= EXCERPT =

* * * *

Though Bill Maher describes himself as an entertainer, he’s made himself quite famous advocating liberal and libertarian views on his various talk shows through the years. Even when the hammer comes down on him, Maher has shown remarkable popularity and resilience. When advertisers boycotted his ABC show Politically Incorrect back in 2002 after he dared to question President George W. Bush’s statement that the Twin Towers hijackers were “cowards,” he moved to HBO, where his Real Time With Bill Maher airs to this day.
For many unhappy with this nation’s political establishment and power structure, Maher’s iconoclasm is a welcome and reassuring. On Dec. 17, I spoke with Maher by phone for about 20 minutes, in anticipation of his upcoming Jan. 1 stand-up show at the Maui Arts & Cultural Center. Though he’s a comedian by trade, our chat was anything but funny.
MAUITIME: You talk about voting a lot in your show. We voted, as I’m sure you heard. With a citizen’s initiative, a slight majority voted in a temporary moratorium on the growing of genetically modified organisms (GMOs).
BILL MAHER: Yes, I know they did. And I’m thrilled.
MT: For many here, the issue wasn’t so much the GMOs, but the pesticides used by growers.
BM: Well, I’m not an expert on what [pesticides] exactly they use. We certainly know that some are more virulent and incompatible with the human body than others. What’s dangerous is that we’re using ourselves as guinea pigs, I think, for a lot of stuff. Way back when I was a kid, they banned DDT, so we know that this stuff can be so bad that even the government, which I don’t trust at all, can find something so awful that they would take it off the market. [Then there’s] the fact that Monsanto is as powerful as they are. The fact the head of the FDA [Food and Drug Administration] is a former Monsanto executive [Michael Taylor] is very disturbing. The fact that Hillary Clinton, who will probably be president next time, is really in the pocket of Monsanto, as is probably every other politician at this point. It is very disturbing because it is not just the pesticides, it’s that whole RoundUp–ha, ha. You know, they have to keep upping the game because chemical formation changes–it’s an arm race to keep ahead of the bugs.
MT: So your challenge is with pesticides?
BM: Look, pesticides are bad, but they’re only one of the things that are bad.
MT: Many people support labeling, but the industry does not. Why is that?
BM: You know again, because of lobbying. I mean, we saw it here out in California. We had it on the ballot and it looked like it was going to pass–labeling GMOs. I mean, again it’s not that hard of a case to make to people: Hey, we’re only asking to label, we’re not even taking anything out of it. We’re just giving you information. Who could be against that? Well, of course, in lobbying America, anybody can be against anything and you can convince people of anything. And that’s just what they did. They ran a campaign–a very disingenuous, dishonest campaign–which basically told people that the price at the grocery store was going to go up if this happened. Of course that is not true, but it scared people and you know you can always scare people one way or the other.

* * * *

[Dataset entries]

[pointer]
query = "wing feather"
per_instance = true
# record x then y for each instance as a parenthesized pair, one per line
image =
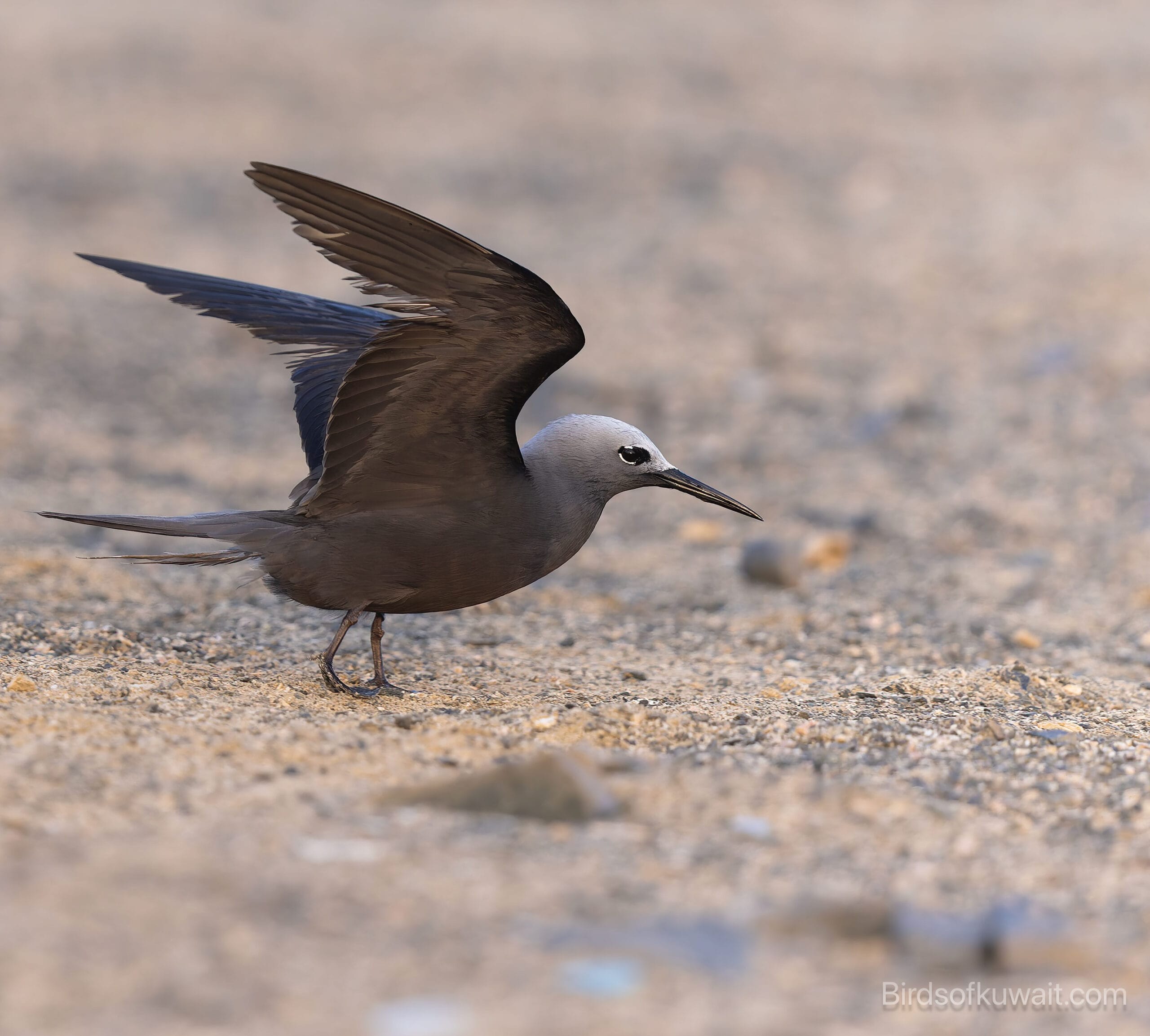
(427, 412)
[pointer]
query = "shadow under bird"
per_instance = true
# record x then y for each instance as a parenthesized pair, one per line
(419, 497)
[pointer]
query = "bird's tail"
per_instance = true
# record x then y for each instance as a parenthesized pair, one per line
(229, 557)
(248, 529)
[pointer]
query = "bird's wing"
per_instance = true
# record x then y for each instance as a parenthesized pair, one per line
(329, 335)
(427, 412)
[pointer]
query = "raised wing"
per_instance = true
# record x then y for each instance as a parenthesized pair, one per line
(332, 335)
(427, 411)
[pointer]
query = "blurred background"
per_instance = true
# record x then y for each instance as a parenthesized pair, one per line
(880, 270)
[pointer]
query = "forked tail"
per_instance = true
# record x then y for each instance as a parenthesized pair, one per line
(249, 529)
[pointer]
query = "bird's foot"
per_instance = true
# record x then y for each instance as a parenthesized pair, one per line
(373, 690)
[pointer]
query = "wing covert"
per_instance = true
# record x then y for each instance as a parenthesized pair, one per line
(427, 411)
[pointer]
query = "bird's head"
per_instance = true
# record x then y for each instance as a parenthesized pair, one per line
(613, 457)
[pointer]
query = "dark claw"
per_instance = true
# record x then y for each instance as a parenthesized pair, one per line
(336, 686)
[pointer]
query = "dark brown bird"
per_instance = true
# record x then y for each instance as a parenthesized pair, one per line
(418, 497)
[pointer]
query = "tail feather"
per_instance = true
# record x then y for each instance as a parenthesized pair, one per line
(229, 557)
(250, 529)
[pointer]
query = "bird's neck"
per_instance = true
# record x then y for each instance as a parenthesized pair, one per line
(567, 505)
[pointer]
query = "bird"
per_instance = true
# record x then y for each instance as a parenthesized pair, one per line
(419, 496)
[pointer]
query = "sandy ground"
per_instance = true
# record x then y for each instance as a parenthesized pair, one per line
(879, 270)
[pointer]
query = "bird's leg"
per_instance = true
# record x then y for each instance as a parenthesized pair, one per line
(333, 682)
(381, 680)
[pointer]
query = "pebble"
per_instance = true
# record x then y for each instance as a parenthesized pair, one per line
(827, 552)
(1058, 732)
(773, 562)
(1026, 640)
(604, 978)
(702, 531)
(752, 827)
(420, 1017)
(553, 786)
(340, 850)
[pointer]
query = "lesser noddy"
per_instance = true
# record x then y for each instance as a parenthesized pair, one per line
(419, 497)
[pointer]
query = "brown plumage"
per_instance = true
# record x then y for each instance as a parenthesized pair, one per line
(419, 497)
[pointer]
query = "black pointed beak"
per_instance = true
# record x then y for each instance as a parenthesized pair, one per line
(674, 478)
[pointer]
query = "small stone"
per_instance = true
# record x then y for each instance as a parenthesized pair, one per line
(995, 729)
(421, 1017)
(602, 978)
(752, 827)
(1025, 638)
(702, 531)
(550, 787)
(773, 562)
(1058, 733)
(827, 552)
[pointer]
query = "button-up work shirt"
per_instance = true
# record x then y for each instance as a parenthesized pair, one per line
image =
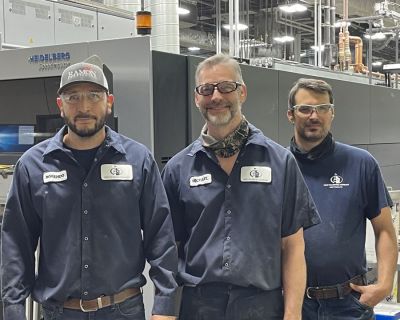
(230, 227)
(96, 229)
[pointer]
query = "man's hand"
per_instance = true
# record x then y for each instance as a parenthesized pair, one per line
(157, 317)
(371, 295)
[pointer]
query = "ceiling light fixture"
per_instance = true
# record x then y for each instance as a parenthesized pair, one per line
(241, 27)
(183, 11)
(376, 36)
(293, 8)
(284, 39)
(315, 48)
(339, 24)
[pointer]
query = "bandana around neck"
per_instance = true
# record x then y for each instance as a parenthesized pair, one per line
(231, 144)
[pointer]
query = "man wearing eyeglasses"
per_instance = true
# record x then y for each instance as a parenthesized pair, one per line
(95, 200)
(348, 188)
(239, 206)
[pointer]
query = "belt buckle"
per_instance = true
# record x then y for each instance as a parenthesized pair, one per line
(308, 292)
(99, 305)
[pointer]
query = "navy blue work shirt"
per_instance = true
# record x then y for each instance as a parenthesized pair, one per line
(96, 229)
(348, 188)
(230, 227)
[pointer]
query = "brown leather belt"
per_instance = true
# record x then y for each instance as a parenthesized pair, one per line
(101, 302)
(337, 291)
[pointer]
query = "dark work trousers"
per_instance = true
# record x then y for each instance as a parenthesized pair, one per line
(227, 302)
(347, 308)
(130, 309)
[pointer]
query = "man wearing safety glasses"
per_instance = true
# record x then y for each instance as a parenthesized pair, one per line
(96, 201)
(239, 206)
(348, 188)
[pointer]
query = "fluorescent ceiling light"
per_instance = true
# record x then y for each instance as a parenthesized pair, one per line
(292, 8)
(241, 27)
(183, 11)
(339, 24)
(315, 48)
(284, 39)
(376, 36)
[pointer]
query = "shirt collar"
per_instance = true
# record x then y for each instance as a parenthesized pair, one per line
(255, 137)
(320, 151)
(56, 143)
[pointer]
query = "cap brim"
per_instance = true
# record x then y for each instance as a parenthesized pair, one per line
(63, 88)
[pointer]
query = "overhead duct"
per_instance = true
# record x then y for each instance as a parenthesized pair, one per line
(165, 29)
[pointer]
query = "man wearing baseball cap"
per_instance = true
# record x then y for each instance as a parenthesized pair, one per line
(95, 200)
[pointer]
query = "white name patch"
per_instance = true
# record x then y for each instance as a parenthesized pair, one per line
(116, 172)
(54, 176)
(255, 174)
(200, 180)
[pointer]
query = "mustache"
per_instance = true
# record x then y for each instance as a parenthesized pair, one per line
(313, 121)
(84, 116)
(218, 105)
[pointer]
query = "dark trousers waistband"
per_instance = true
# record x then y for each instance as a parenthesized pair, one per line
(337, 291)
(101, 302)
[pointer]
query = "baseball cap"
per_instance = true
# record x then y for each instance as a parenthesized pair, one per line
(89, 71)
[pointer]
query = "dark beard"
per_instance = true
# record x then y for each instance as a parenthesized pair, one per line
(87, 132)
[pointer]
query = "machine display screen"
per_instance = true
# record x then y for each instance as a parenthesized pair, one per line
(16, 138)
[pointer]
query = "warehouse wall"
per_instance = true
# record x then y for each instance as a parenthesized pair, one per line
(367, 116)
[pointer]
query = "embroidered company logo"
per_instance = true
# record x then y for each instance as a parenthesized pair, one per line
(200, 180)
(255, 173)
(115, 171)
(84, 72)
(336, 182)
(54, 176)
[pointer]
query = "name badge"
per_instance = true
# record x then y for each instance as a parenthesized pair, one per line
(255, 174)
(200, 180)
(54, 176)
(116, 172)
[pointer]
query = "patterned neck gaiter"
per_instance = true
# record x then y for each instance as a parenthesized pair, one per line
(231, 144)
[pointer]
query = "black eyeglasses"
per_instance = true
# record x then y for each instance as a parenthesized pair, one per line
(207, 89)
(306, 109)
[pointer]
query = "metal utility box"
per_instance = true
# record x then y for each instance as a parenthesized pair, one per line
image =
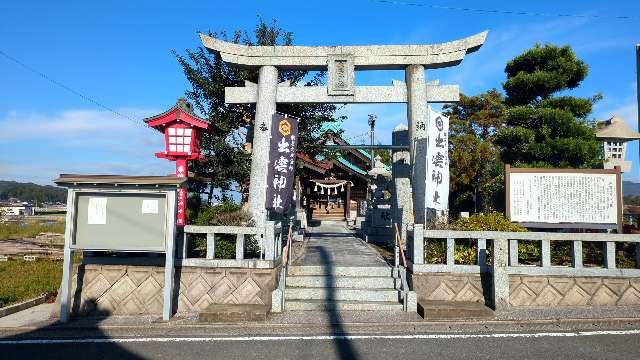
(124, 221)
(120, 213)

* * * *

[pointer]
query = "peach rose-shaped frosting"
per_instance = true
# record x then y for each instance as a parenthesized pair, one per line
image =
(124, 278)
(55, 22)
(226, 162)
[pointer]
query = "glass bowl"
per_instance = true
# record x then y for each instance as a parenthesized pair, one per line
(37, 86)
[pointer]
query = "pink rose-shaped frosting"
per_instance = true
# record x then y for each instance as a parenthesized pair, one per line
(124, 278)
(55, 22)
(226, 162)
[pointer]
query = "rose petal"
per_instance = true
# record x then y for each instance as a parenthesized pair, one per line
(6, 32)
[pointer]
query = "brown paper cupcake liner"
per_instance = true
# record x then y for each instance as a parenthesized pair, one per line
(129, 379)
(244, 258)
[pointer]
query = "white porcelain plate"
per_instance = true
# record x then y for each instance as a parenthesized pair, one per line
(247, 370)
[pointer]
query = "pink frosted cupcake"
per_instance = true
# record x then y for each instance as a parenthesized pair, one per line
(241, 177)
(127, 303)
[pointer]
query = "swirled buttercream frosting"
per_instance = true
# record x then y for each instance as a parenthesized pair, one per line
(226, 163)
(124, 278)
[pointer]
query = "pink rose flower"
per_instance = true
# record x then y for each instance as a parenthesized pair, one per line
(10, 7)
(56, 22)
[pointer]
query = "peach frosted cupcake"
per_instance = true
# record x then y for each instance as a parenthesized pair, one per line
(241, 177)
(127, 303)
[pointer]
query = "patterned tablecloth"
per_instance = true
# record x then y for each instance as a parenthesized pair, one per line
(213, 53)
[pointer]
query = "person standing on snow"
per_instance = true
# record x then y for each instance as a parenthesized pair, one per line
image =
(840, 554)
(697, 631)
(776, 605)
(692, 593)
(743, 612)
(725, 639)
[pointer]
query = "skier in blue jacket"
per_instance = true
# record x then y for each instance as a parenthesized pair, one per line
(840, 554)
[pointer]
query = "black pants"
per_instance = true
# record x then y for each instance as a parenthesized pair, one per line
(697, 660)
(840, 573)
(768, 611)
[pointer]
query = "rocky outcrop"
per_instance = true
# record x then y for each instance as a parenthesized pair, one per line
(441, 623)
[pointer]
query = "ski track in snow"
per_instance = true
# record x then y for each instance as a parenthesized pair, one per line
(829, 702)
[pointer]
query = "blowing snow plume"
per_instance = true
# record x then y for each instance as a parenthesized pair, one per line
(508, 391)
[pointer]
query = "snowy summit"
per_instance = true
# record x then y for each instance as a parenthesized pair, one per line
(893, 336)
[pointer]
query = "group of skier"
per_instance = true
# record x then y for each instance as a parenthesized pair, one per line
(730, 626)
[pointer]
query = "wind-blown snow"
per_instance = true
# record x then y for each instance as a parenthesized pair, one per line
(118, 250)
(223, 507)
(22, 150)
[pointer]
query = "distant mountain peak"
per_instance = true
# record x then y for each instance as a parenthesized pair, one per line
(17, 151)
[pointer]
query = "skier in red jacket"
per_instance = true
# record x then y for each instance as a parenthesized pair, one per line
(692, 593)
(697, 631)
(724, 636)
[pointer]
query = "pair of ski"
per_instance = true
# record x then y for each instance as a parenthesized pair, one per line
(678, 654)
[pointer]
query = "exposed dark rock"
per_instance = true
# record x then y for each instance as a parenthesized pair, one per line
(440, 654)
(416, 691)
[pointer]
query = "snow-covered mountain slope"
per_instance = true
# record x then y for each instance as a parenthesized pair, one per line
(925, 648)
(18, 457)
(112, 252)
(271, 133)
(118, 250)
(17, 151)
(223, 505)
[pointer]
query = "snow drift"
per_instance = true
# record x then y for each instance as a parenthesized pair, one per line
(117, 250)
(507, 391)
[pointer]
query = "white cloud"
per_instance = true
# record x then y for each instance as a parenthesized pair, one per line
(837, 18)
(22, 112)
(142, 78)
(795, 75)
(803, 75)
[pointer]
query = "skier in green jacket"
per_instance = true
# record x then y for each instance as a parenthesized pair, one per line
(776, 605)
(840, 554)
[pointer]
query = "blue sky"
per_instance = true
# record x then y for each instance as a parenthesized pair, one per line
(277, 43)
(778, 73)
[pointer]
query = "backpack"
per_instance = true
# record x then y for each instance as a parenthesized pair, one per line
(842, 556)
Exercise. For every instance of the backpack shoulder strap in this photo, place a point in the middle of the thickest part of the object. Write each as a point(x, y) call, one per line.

* * * *

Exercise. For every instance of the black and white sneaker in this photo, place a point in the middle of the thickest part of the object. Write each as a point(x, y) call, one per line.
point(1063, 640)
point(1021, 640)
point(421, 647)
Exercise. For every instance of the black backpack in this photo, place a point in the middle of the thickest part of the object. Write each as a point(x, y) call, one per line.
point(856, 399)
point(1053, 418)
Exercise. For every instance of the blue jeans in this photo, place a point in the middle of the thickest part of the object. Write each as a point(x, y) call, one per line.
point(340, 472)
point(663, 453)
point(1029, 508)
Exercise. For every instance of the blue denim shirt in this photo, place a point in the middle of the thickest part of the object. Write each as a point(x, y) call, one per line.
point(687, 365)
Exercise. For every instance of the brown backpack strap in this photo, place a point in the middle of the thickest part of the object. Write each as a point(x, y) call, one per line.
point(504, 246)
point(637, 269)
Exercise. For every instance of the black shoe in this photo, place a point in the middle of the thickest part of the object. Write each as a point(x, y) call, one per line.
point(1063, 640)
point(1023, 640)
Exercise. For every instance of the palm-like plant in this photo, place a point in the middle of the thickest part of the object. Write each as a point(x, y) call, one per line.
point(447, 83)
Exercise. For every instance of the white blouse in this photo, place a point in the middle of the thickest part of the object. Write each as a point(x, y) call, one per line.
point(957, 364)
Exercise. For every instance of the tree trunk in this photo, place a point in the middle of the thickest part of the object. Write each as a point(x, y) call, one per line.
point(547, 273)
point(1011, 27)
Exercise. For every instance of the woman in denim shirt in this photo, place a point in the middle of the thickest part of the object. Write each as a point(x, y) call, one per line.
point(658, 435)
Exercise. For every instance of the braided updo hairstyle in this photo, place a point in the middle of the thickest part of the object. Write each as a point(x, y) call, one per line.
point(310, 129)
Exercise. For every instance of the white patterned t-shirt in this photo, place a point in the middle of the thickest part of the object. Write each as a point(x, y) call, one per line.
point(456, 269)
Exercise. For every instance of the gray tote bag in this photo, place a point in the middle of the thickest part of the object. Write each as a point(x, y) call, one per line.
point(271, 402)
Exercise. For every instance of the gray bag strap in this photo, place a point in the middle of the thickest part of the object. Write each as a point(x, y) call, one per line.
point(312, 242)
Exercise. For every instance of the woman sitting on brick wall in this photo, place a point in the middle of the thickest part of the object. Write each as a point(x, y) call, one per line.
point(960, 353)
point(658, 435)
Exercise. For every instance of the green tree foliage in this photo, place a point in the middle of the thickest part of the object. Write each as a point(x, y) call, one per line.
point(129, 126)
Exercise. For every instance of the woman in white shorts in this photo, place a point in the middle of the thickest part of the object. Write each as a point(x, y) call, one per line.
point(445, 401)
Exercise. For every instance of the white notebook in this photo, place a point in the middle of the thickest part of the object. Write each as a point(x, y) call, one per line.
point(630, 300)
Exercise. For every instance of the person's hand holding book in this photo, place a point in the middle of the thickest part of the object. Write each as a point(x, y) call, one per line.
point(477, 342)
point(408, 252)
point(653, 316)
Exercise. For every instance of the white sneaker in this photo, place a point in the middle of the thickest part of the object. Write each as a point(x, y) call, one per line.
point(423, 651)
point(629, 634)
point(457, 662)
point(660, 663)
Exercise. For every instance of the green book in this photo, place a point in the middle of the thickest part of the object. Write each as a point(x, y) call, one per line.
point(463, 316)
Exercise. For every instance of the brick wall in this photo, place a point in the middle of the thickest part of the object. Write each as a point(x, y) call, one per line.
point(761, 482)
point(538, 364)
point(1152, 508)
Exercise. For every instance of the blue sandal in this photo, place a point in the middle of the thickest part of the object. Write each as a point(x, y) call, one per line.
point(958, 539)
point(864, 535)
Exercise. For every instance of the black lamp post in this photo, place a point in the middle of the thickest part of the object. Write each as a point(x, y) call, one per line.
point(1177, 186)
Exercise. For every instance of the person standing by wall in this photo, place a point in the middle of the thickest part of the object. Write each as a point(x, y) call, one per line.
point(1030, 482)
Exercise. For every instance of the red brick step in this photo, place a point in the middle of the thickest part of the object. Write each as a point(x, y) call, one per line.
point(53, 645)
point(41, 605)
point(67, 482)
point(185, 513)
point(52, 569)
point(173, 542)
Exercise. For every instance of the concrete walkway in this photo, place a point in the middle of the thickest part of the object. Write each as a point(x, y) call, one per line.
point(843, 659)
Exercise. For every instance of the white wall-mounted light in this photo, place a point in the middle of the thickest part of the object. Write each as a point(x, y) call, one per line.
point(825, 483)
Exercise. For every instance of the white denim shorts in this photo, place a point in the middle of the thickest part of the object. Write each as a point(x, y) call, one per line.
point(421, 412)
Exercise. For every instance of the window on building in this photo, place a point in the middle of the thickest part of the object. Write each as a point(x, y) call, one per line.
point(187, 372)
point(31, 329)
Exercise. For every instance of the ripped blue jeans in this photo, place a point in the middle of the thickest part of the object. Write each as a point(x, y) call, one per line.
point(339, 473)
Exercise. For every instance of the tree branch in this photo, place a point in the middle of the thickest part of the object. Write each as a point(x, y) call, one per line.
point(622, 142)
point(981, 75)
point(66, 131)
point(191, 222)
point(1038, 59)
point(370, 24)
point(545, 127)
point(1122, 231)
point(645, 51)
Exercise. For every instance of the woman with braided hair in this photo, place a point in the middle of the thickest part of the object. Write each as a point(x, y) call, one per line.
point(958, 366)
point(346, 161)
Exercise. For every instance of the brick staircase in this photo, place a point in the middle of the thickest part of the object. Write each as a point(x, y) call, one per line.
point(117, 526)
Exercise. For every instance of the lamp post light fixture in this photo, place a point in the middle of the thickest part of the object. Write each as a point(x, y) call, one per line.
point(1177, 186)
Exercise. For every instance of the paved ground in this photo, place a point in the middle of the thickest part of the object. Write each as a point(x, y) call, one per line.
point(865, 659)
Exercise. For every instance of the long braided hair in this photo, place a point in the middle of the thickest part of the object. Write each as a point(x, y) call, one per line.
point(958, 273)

* * * *

= QUESTIONS TO ANSWER =
• a. Rewrite the portion of the Maher interview between "BM: Look, pesticides" and "Why is that?", inclusive, replacing "industry" with "biotech industry".
• b. Decide whether each statement agrees with the Maher interview, answering yes or no and quoting the words that settle it: (i) Maher's ABC show was called Politically Incorrect. (ii) The interview took place in person. (iii) Real Time With Bill Maher airs on HBO.
• c. According to the Maher interview, on what date is his stand-up show at the Maui Arts & Cultural Center?
Rely only on the interview text when answering.

= RESPONSES TO THE EXERCISE =
• a.
BM: Look, pesticides are bad, but they’re only one of the things that are bad.
MT: Many people support labeling, but the biotech industry does not. Why is that?

• b.
(i) Yes: "his ABC show Politically Incorrect"
(ii) No: "I spoke with Maher by phone for about 20 minutes"
(iii) Yes: "he moved to HBO, where his Real Time With Bill Maher airs to this day"

• c. Jan. 1